* Exercise
Transcribe the complete listing exactly.
[Material provided]
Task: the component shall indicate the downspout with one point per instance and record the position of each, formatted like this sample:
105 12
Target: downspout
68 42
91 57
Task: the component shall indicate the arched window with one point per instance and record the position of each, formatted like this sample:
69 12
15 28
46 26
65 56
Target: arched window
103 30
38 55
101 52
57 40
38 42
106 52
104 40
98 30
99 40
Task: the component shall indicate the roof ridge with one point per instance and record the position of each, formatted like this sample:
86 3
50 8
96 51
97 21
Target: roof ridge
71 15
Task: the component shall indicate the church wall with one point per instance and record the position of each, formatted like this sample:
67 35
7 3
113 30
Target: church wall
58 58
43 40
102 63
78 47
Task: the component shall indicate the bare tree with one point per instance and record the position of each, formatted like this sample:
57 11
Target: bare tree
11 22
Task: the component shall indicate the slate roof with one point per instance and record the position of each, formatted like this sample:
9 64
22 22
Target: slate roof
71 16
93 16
[/Material provided]
* Reply
Task: the component shall indicate the downspout with one point per instance and record the position of each, formatted like this sample:
105 12
Target: downspout
68 42
91 57
Task: the component shall indicate the arched window with one point per instance and record the position of each, formatted like this sample:
69 12
15 28
46 26
65 56
Target: arched window
103 30
38 55
101 52
57 40
38 42
106 52
104 40
98 30
99 40
Task: the component shall indicate the roof ridge with one point per instance and record the position of each, formatted like this sample:
86 3
50 8
96 51
97 21
Target: roof ridge
71 15
Task: the component shall indicate the church wall with one point per instance and record the position of each, formatted like this sample:
67 35
7 3
113 30
Target: church wall
58 58
43 40
102 63
78 47
Task: the component shall indicate the bare tree with one point per instance and record the position of each, formatted like this sample:
57 11
Target: bare tree
11 22
Task: the component shall indicate the slate roof with one point per instance and record the position of each, formatted like this sample:
9 64
22 22
Target: slate roof
71 16
93 16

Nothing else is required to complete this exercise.